What to work on
1. Output the stretch of the transcript from "Joksan Flores • 12:08" through "good things, right?", word for word.
2. In the transcript, how many interfaces did the agent find, and how many of them were active?

Text
---
Joksan Flores • 10:54
So you start thinking about when you have something like a NOC team or something like that, you can actually expand the range of an agent like this to help people in a position like the NOC or something like that to do their jobs. Whenever they see alarming going on from a management tool or something like that, they could come here and launch these agents. Or better off, maybe you could launch these health checks by yourself. Or maybe you could schedule some of these or they could be launched via API from a management tool. So that’s just kind of cool, I think, about this use case. And this is one of those that kind of lets you expand a little bit the range of something like Flow AI and what it can do. Because it’s not just, oh, I can trigger agents that only do one thing, but I can also start.
Joksan Flores • 11:42
And this is a question that comes often, comes up often for my customers. Like, how about I have agents that have duplicate roles and duplicate responsibilities? Can I go ahead and templatize that? I’m going to go ahead and actually put this in separate views. We can focus on Flow AI now that we’re done triggering things. And we’re just going to wait for this guy to finish. Okay, so now our 2nd agent execution has finished.
Joksan Flores • 12:08
We have, here we go. So we have the agent actually tried a few things. And because we’re doing a fairly dynamic thing here, it ran a couple commands that weren’t valid. So it’s pretty interesting. We could actually govern this via prompt so we can tell it what commands to run. But in this case, I kind of just let it rip. So those are good things, right?
Joksan Flores • 12:29
Lessons learned because it executed a couple invalid tools. And that’s, you know, this is waste of… you know execution time and tokens and so forth but it actually pulled up of a couple commands here and what we wanted to do so we were very focused on an interface he’ll check it did show interfaces show interface summary it found 62 interfaces not unheard of right on a big chassis in this case we just have a bunch of virtual interfaces we have 45 active interfaces and so forth and then we got some data and more importantly we got a report so i can go and expand my my my email report and i’m going to compare it side by side with the other one so we have let’s see Let’s line these up. We have device health check report, same device. This was a platform health. This was an interface health.
---
Provided records

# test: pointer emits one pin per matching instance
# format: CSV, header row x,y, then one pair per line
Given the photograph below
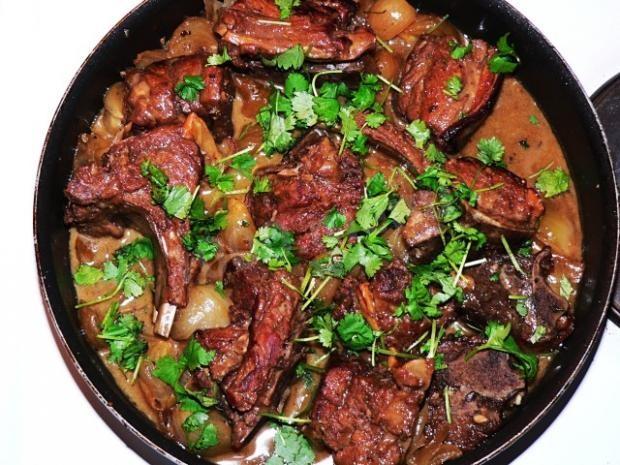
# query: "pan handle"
x,y
607,103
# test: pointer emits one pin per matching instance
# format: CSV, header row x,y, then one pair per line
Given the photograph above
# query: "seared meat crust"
x,y
99,192
480,390
152,100
256,352
312,181
508,207
428,69
366,415
251,29
488,300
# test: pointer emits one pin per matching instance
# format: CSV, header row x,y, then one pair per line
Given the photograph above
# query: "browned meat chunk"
x,y
509,206
366,415
378,301
256,352
396,141
479,391
313,181
98,192
422,232
493,282
428,70
152,99
252,29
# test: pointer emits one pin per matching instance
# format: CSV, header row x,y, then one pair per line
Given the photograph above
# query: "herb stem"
x,y
316,293
462,265
322,73
273,22
394,353
234,155
287,420
446,397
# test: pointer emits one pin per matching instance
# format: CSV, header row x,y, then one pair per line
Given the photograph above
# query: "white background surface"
x,y
43,416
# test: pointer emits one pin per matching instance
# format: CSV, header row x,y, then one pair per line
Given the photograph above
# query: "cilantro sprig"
x,y
505,60
499,339
190,87
176,200
290,447
120,270
123,334
200,240
170,371
274,247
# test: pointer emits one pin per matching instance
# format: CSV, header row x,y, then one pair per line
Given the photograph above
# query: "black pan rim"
x,y
544,416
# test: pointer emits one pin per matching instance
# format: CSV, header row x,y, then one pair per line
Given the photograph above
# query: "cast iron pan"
x,y
546,76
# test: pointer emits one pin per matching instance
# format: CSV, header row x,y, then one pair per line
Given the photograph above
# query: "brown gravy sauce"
x,y
529,148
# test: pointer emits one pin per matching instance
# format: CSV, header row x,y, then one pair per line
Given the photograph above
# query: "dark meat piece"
x,y
252,29
396,142
422,232
313,180
256,352
487,300
152,100
480,390
100,191
366,415
378,299
513,208
428,69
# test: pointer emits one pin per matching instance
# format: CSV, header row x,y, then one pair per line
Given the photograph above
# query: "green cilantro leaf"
x,y
274,247
460,51
326,109
539,332
374,120
261,185
123,333
334,219
420,132
354,332
400,212
499,339
552,182
219,180
491,151
286,7
87,275
303,107
189,88
434,154
453,87
505,59
199,240
178,202
566,288
376,185
158,180
295,82
291,448
219,58
324,325
244,163
293,58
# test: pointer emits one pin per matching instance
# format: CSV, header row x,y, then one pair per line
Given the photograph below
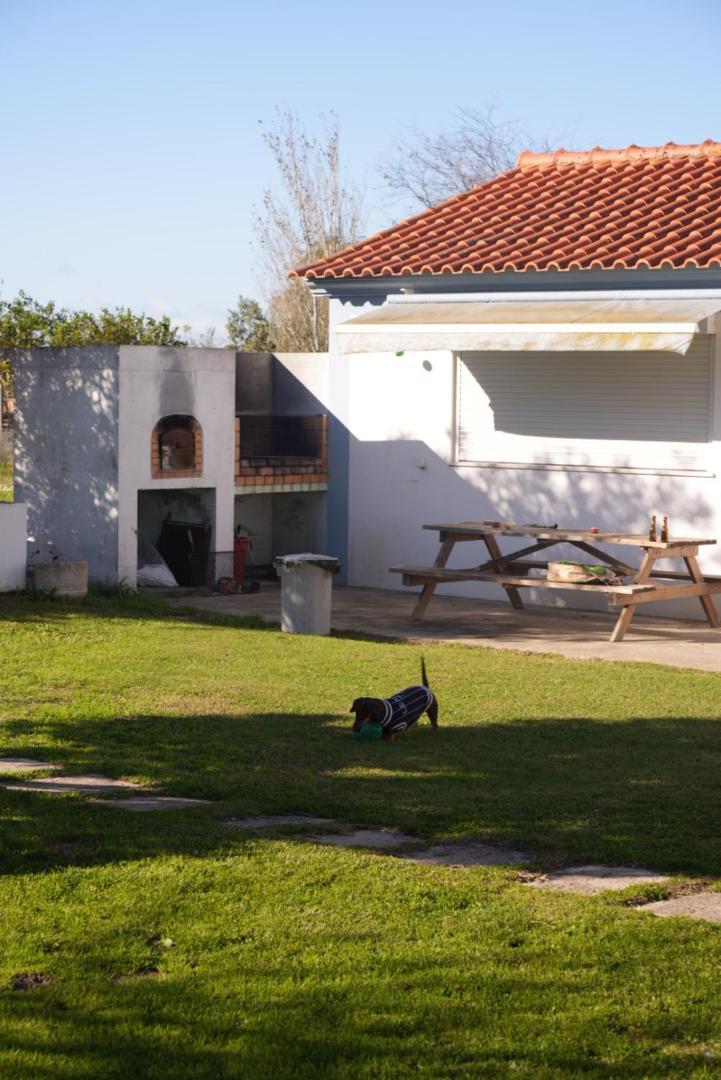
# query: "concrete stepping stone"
x,y
9,765
590,880
366,838
698,905
153,802
60,785
467,854
274,820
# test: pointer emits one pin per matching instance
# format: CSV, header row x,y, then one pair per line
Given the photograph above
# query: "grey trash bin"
x,y
305,588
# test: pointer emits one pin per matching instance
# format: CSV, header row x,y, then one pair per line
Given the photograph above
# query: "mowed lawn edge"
x,y
179,946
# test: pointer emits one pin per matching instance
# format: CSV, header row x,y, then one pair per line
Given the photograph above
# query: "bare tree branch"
x,y
317,213
430,167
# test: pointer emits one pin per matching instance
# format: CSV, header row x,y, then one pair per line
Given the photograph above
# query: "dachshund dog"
x,y
400,712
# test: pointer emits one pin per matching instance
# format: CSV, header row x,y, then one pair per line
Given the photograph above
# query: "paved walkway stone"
x,y
60,785
468,854
366,838
594,879
24,765
153,802
698,905
273,820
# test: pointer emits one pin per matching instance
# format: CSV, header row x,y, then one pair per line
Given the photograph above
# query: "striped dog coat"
x,y
405,709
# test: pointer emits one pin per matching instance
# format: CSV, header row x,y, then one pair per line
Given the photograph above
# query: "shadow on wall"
x,y
66,454
397,486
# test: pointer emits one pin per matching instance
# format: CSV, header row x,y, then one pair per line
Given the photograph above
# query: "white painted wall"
x,y
13,545
154,382
400,415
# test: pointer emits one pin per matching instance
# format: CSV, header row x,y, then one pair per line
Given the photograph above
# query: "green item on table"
x,y
371,731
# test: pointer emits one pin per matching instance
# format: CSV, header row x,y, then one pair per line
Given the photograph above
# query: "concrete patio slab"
x,y
699,905
10,765
577,635
60,785
366,838
468,853
590,880
153,802
275,820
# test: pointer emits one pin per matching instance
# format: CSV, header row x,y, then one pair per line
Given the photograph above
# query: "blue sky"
x,y
132,147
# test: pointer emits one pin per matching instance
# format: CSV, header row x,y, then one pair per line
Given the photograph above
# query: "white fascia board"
x,y
527,328
559,295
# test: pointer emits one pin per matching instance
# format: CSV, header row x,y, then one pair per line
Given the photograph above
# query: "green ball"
x,y
371,731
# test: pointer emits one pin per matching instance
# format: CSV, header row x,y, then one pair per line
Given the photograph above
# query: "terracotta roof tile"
x,y
643,206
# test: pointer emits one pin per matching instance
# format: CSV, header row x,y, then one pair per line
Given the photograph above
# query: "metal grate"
x,y
220,565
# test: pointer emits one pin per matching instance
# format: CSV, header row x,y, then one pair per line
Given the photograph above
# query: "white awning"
x,y
522,325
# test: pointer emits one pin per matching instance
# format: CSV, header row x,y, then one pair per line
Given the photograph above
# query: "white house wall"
x,y
400,409
159,381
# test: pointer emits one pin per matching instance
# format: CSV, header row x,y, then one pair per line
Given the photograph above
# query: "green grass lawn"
x,y
180,947
5,481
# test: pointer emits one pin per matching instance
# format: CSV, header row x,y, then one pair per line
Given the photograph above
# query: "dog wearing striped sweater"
x,y
399,713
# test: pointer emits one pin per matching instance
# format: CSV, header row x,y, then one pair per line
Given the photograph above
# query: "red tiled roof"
x,y
640,207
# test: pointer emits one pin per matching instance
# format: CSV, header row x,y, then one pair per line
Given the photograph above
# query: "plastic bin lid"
x,y
307,558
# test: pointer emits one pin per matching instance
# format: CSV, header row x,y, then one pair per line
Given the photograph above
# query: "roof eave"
x,y
362,289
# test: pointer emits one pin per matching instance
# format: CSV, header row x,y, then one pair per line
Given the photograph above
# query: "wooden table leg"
x,y
706,602
628,611
426,592
498,556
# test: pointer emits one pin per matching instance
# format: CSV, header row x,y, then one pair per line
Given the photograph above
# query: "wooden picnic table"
x,y
513,569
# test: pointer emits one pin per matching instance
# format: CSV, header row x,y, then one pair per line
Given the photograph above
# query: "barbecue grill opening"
x,y
177,444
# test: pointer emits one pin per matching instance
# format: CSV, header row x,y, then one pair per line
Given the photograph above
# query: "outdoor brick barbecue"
x,y
276,451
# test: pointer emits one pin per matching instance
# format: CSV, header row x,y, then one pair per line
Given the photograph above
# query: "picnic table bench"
x,y
513,569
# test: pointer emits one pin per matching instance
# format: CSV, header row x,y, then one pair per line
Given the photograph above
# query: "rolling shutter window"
x,y
610,409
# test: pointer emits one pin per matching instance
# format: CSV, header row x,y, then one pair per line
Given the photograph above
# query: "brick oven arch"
x,y
176,447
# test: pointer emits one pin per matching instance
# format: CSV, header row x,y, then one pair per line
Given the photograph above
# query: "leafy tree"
x,y
316,214
26,323
247,327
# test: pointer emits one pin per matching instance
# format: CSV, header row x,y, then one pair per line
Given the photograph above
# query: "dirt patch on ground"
x,y
589,880
366,838
468,853
275,820
698,905
29,981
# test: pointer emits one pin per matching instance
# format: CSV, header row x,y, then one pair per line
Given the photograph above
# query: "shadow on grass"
x,y
641,792
26,607
310,1028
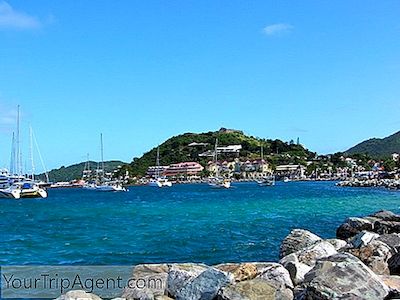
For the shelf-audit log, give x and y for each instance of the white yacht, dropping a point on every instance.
(217, 181)
(267, 181)
(4, 179)
(24, 189)
(102, 184)
(159, 181)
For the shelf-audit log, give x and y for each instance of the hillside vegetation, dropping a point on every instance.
(378, 148)
(176, 150)
(75, 171)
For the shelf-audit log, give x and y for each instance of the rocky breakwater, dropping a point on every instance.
(386, 183)
(362, 262)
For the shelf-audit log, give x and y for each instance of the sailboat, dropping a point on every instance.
(103, 185)
(217, 181)
(21, 187)
(266, 180)
(159, 181)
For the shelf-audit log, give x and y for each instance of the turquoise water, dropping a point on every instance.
(179, 224)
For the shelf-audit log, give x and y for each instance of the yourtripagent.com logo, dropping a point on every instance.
(53, 281)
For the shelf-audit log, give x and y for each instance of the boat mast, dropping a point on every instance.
(31, 154)
(12, 158)
(40, 156)
(158, 162)
(18, 152)
(216, 158)
(102, 156)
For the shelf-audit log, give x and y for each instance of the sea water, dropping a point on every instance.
(184, 223)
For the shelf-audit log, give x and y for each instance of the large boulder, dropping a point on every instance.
(352, 226)
(296, 269)
(386, 215)
(78, 295)
(302, 261)
(362, 238)
(392, 240)
(394, 264)
(151, 281)
(393, 282)
(255, 289)
(180, 274)
(205, 286)
(297, 240)
(276, 275)
(337, 243)
(342, 276)
(386, 227)
(273, 273)
(240, 271)
(375, 255)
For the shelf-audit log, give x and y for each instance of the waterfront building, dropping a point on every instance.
(183, 169)
(291, 171)
(152, 171)
(230, 149)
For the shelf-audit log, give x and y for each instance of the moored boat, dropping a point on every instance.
(217, 181)
(24, 189)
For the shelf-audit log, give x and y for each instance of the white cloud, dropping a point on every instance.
(278, 28)
(12, 19)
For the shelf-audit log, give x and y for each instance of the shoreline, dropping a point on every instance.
(361, 262)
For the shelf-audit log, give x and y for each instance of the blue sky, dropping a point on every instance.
(142, 71)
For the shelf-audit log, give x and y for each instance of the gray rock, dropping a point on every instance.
(78, 295)
(362, 238)
(205, 286)
(394, 264)
(393, 282)
(352, 226)
(276, 275)
(392, 240)
(297, 240)
(337, 243)
(154, 279)
(343, 276)
(180, 274)
(296, 269)
(386, 227)
(255, 289)
(273, 273)
(386, 215)
(310, 254)
(375, 255)
(302, 261)
(240, 271)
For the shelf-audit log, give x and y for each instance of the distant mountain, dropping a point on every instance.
(75, 171)
(378, 148)
(188, 146)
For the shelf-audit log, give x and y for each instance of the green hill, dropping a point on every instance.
(176, 149)
(378, 148)
(75, 171)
---
Answers by item number
1.
Joksan Flores • 12:08
We have, here we go. So we have the agent actually tried a few things. And because we’re doing a fairly dynamic thing here, it ran a couple commands that weren’t valid. So it’s pretty interesting. We could actually govern this via prompt so we can tell it what commands to run. But in this case, I kind of just let it rip. So those are good things, right?

2. The agent found 62 interfaces, of which 45 were active.